→ **Your goal**:
State how many lines in the data below contain the word "white". Reply with the number alone.

Data items:
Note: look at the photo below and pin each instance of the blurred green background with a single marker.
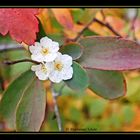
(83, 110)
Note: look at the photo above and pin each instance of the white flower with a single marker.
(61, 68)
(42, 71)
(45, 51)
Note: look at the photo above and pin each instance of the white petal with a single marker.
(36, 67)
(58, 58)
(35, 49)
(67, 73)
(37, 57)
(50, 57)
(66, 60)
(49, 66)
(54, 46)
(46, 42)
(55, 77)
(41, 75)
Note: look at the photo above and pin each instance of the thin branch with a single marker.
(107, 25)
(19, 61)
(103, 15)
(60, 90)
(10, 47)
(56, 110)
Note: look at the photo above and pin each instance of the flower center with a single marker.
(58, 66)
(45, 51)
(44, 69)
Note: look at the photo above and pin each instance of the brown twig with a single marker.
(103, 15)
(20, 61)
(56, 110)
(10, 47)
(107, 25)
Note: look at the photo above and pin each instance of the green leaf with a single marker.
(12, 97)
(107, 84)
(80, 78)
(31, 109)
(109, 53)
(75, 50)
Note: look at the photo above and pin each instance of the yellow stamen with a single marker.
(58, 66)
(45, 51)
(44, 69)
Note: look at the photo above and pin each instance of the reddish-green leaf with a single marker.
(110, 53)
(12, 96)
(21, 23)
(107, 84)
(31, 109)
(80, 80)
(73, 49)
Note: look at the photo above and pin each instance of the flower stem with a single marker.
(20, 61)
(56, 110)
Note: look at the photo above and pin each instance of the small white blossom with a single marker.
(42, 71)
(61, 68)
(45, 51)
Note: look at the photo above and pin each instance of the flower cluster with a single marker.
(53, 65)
...
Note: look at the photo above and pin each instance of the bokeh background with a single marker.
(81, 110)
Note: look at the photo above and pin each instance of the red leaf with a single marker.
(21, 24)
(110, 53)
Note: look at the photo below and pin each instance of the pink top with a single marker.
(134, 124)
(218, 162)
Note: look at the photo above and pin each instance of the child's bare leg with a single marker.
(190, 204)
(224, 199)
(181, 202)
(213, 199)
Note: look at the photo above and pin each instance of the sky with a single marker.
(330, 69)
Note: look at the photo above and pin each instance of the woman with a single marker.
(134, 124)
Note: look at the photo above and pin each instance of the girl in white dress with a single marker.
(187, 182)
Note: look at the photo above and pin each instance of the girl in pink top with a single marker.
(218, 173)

→ **Response to the exercise**:
4